Set task — Can you quote the lines below exactly, starting at the line with "Target: marcher in khaki uniform" and going through the last one?

begin Data excerpts

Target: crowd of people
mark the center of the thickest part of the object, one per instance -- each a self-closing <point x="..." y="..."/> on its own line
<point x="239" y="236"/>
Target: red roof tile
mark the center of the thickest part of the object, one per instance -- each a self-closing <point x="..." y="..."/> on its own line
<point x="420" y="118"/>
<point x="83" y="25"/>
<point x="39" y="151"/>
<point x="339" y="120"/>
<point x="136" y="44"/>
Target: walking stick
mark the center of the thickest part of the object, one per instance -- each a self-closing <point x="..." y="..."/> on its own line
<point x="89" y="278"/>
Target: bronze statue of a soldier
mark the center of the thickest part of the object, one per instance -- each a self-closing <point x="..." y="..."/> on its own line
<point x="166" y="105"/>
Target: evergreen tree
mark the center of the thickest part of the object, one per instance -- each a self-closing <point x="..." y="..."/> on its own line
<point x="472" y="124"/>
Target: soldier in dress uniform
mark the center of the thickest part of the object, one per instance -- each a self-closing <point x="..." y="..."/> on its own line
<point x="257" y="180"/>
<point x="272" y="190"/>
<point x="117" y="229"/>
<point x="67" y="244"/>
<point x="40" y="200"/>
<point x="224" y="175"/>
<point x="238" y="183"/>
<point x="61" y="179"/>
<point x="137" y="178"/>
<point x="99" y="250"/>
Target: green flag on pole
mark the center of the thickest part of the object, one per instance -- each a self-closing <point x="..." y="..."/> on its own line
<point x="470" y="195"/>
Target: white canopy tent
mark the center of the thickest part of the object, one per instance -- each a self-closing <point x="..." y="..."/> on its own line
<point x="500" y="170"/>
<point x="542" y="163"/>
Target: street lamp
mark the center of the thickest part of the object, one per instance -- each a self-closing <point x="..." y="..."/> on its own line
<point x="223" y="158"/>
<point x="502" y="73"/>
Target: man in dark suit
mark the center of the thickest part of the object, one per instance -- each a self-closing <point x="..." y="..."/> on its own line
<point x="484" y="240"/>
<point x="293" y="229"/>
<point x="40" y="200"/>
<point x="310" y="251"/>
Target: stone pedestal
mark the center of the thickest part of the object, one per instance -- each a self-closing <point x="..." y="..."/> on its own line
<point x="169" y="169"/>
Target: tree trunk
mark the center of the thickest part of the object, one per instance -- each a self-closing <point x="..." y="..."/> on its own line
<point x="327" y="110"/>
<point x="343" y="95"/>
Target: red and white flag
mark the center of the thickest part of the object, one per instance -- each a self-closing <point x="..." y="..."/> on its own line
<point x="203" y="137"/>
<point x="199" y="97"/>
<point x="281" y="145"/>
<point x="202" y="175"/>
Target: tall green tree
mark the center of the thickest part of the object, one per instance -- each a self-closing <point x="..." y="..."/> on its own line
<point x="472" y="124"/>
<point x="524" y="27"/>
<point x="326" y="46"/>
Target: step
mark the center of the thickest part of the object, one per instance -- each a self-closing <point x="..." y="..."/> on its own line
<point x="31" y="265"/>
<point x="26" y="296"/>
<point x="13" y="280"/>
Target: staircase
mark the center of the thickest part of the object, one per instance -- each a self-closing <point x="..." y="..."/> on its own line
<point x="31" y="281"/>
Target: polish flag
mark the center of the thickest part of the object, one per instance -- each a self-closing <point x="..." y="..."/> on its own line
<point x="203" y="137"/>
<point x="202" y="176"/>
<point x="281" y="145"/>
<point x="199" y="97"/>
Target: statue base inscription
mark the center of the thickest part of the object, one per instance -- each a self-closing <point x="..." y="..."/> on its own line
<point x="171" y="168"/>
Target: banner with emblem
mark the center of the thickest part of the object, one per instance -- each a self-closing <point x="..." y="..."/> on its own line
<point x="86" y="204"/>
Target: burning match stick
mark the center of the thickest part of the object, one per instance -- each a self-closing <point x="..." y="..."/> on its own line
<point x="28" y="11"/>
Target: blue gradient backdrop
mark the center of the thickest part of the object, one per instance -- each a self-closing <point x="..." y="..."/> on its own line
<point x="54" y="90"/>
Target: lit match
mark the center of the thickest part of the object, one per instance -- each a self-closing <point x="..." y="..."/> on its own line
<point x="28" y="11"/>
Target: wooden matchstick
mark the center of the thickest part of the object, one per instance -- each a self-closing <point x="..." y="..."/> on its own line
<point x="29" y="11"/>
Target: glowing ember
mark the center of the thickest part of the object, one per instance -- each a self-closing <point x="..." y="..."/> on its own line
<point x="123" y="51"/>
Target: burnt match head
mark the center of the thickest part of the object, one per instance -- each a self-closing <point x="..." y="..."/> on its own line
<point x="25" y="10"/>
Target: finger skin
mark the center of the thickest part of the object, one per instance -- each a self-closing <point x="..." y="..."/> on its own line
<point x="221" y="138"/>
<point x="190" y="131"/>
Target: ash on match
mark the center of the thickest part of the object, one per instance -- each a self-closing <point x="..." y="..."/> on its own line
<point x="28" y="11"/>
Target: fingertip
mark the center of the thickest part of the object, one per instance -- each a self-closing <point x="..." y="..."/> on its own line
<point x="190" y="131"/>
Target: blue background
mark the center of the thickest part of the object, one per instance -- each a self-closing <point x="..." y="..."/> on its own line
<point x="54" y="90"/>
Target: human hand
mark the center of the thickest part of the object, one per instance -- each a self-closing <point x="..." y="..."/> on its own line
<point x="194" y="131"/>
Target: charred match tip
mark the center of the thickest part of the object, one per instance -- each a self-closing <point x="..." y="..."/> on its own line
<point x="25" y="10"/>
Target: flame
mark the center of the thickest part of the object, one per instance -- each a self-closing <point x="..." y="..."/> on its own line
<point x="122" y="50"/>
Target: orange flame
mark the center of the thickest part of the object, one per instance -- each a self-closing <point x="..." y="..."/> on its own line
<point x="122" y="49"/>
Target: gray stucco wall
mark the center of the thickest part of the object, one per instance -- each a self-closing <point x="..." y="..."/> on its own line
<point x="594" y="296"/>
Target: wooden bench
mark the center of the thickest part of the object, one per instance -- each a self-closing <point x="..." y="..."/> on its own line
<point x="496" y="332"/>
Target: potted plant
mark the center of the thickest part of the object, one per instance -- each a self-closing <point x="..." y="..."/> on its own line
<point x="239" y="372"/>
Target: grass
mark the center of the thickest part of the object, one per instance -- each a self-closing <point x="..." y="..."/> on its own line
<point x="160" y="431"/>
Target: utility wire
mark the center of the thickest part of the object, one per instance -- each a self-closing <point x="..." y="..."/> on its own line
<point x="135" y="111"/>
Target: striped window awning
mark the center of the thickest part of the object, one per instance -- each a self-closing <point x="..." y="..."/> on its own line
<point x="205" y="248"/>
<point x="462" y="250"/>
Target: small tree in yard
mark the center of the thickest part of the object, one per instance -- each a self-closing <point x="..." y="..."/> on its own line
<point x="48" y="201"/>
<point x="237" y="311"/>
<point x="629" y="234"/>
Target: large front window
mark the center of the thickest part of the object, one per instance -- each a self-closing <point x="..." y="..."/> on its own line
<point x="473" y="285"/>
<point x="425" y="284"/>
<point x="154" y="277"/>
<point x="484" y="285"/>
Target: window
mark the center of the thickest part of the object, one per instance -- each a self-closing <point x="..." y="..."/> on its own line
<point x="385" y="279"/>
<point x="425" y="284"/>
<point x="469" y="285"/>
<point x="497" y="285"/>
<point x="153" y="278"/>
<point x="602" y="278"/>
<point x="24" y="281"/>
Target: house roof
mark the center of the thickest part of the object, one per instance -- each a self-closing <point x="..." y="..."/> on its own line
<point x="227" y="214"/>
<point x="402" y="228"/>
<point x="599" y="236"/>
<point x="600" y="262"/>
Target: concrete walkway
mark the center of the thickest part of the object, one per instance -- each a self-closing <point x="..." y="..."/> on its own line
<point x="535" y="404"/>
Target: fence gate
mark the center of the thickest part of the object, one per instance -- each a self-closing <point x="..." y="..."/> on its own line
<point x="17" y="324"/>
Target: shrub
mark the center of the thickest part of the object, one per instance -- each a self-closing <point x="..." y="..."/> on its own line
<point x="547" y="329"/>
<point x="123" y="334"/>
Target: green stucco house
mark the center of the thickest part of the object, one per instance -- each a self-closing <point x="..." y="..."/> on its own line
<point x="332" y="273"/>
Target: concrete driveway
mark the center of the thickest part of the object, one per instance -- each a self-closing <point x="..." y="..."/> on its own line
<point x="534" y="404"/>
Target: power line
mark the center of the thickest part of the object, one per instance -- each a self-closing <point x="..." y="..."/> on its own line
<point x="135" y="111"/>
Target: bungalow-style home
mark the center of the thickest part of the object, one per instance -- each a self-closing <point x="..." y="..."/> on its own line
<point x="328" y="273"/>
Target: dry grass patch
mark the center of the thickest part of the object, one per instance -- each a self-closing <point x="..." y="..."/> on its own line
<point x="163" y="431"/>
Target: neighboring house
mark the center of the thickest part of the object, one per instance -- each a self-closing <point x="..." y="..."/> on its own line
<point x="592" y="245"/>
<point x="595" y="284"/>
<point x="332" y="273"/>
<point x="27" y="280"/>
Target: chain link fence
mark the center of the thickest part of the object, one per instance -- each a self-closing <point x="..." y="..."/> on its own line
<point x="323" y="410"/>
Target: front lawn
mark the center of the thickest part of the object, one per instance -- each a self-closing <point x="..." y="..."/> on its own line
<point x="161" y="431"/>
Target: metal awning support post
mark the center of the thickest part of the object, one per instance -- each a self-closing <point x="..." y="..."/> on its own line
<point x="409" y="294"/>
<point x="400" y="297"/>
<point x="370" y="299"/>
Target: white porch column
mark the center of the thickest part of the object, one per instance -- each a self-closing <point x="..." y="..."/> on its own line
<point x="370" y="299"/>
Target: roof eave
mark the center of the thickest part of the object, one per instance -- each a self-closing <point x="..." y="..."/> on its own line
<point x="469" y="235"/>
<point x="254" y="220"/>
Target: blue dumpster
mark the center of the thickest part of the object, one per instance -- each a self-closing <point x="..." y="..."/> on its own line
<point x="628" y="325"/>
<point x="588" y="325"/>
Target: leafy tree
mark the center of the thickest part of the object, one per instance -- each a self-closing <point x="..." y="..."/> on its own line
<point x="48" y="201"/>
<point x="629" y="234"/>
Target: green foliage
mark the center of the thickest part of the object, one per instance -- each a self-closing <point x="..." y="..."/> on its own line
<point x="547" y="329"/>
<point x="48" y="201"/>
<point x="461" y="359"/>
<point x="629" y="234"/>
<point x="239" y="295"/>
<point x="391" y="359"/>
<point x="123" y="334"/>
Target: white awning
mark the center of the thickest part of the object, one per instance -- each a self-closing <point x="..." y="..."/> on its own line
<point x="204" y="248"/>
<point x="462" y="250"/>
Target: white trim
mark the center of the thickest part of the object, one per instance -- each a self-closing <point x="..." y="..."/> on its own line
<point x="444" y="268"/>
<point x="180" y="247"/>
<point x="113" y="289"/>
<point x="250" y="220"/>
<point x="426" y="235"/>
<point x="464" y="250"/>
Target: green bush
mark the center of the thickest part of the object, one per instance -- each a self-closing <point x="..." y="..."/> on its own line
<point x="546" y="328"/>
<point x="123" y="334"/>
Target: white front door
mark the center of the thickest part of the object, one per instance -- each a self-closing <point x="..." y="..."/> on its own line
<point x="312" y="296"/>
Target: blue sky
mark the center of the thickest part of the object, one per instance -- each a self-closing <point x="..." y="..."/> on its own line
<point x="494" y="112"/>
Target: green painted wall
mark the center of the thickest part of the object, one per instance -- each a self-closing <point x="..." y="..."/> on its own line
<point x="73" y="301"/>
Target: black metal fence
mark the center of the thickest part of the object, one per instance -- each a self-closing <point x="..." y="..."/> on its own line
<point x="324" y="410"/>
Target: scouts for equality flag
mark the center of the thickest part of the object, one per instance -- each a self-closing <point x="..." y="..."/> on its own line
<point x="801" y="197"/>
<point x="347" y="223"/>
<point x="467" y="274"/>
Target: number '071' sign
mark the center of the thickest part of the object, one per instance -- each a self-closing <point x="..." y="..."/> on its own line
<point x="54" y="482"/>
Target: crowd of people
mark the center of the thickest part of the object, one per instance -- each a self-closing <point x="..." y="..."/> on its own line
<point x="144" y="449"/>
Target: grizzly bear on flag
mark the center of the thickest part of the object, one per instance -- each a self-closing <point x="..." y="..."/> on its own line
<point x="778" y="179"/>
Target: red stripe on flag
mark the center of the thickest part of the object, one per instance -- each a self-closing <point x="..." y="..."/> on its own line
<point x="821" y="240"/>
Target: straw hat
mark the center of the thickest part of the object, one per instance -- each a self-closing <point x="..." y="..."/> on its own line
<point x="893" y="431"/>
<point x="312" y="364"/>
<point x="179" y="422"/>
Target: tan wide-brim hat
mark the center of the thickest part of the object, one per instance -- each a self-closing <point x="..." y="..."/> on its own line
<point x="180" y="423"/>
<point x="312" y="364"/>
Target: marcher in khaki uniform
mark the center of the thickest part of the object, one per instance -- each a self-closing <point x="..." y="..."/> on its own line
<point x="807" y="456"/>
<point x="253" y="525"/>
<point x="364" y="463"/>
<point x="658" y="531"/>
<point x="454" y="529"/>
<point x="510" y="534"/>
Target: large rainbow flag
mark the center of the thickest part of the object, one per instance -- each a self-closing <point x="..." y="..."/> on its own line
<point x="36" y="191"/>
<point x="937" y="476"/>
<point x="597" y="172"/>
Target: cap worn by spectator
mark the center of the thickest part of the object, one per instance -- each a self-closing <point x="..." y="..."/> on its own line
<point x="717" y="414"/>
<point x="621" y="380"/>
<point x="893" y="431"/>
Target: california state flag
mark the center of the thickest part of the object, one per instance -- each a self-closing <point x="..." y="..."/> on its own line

end Data excerpts

Result —
Target: marcher in khaki uniform
mark the center of the thickest part of the object, one per instance -- each a self-closing <point x="..." y="..."/> on its own line
<point x="807" y="456"/>
<point x="253" y="525"/>
<point x="364" y="463"/>
<point x="658" y="531"/>
<point x="454" y="529"/>
<point x="510" y="534"/>
Target: large rainbow flag
mark the center of the thickest part of the object, one per instance -- each a self-closing <point x="..." y="..."/> on its own line
<point x="36" y="191"/>
<point x="937" y="476"/>
<point x="597" y="172"/>
Target: cap worn by spectator
mark the center of the thickest part of the object, one per instance -- each a self-closing <point x="..." y="..."/> on its own line
<point x="717" y="414"/>
<point x="621" y="380"/>
<point x="893" y="431"/>
Target: california state flag
mark the center of the thickest part of the object, one per instance -- each a self-closing <point x="..." y="..."/> on its own line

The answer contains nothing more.